**Page extract:**
:::::
Postgres as a Graph Database: (Ab)Using PgRouting

46 comments

·February 27, 2025

ashvardanian

Five years ago I was absolutely frustrated with the state of Graph databases and libraries and tried putting several non-Graph DBMSs behind a NetworkX-like Python interface <https://github.com/unum-cloud/NetworkXum>.

When benchmarked, Neo4J crashed on every graph I’ve tried <https://www.unum.cloud/blog/2020-11-12-graphs>, making SQLite and Postgres much more viable options even for network-processing workloads. So I wouldn’t be surprised to learn that people actually use pgRouting and Supabase in that setting.

With the rise of Postgres-compatible I’m wondering if it’s worth refreshing the project. Similarly, there are now more Graph DBs like MemGraph compatible with CYPHER, which should probably work much better than Neo4J.

BlooIt

Checkout https://github.com/Pometry/Raphtory, it's written in Rust, embedded (the binaries are about 20mb) and you can use the Python APIs as a drop-in replacement for NetworkX. Disclaimer, I am one of the people behind it.

pjd7

This looks super interesting.
:::::
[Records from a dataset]
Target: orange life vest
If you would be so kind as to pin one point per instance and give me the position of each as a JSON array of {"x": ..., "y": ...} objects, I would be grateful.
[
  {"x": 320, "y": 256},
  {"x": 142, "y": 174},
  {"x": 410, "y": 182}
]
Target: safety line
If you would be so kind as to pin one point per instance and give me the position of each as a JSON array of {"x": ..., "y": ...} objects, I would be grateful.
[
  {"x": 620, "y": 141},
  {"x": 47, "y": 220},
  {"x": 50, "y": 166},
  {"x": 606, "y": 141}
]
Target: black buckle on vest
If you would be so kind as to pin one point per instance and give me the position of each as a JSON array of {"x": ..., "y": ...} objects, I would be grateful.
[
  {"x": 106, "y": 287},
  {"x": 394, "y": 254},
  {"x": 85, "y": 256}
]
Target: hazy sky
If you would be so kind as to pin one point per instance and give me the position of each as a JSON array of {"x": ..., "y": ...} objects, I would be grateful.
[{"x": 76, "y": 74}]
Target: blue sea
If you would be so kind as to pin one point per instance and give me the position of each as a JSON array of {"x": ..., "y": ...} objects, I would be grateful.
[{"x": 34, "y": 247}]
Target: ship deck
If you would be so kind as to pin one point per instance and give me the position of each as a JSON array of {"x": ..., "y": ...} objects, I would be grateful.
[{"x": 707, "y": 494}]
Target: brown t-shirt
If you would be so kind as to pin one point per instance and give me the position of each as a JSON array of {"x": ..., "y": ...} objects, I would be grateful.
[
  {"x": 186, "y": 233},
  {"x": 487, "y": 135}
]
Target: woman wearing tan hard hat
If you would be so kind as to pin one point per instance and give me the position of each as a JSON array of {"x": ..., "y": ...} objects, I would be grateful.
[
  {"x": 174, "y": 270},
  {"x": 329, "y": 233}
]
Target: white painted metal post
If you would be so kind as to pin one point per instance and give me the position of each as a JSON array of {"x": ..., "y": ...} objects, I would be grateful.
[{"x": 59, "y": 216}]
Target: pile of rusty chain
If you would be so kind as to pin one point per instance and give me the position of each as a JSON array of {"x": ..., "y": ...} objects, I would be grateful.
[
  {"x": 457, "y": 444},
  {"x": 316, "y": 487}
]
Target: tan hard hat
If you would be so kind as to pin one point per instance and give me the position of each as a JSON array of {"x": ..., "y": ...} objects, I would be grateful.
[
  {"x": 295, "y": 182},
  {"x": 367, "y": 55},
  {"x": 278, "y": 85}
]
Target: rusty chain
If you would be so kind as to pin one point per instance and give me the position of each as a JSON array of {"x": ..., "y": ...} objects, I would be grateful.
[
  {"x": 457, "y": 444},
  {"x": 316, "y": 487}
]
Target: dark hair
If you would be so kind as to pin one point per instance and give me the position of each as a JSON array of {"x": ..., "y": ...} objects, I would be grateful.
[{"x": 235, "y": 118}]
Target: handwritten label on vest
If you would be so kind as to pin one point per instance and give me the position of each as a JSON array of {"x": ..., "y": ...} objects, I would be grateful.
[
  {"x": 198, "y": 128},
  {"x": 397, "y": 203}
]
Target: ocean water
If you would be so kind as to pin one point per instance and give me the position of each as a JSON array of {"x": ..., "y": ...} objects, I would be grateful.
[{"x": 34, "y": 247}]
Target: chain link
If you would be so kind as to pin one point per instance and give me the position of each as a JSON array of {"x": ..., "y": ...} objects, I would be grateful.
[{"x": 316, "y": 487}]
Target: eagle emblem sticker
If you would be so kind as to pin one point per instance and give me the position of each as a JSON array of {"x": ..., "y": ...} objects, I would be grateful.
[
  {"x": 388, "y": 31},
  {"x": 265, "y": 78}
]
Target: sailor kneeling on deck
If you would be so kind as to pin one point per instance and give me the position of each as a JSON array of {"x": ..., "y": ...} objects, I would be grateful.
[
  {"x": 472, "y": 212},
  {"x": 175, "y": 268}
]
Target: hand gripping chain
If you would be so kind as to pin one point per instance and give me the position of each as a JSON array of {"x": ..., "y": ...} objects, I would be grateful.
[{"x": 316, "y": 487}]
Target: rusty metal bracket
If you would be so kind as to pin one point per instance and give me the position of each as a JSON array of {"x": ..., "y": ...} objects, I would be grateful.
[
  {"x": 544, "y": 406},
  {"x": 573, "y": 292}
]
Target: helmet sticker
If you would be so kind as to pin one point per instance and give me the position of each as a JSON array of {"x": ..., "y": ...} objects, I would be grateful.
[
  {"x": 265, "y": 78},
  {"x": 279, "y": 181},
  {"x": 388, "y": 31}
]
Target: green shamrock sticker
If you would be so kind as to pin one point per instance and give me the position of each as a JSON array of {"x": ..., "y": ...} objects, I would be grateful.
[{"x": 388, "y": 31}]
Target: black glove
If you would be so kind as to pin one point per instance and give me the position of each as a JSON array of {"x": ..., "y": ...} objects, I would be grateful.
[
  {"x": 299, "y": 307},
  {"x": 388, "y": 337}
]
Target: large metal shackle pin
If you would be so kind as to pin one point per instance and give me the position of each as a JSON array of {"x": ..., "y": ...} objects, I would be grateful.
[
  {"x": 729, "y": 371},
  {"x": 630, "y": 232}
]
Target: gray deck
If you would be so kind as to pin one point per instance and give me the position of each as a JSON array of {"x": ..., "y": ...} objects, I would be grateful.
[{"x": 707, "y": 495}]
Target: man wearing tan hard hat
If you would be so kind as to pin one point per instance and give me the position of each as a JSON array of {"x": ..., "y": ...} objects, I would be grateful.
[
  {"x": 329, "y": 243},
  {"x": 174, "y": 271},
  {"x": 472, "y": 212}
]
:::::
**Problem:**
Continue the thread about using Postgres as a graph database from the point where it stops, before the items.

**Response to the exercise:**
Just starting to review it but my front of mind questions: 1) How do I handle persistence? Looks like some code is missing. 2) Do you support multi-tenancy (b2b saas graph backend for handling relations scoped to a tenant)

Thanks

BlooIt

Good questions.

1) You can persist a graph to disk. By default, this uses protobuf (`save_to_file`), however we’re migrating to Parquet in next release for better performance because we noticed loading a 100m edge graph from scratch (CSV, Pandas, or raw Parquet) is actually faster (~1M rows/sec) than from persisted proto, which isn’t ideal. There’s also a private version that uses custom memory buffers for on-disk storage, handling updates and compaction automatically.

2) You can run a Raphtory instance either as a GraphQL server or an embedded library. For the server, multiple users can query the persisted graphs, which are stored in a simple folder structure with namespaces (for different graphs). For now, access control needs to be managed externally, however it's on our roadmap!

gkorland

Your graph DB frustrations mirror what many experienced with Neo4j. If you refresh your project, consider including FalkorDB (formerly RedisGraph) - it uses sparse adjacency matrices and GraphBLAS for much better performance while supporting Cypher.

Would be interesting to see updated benchmarks comparing these newer options against PostgreSQL extensions.

threeseed

You ran Neo4J with 512MB even thought it has always recommended 2GB at a minimum.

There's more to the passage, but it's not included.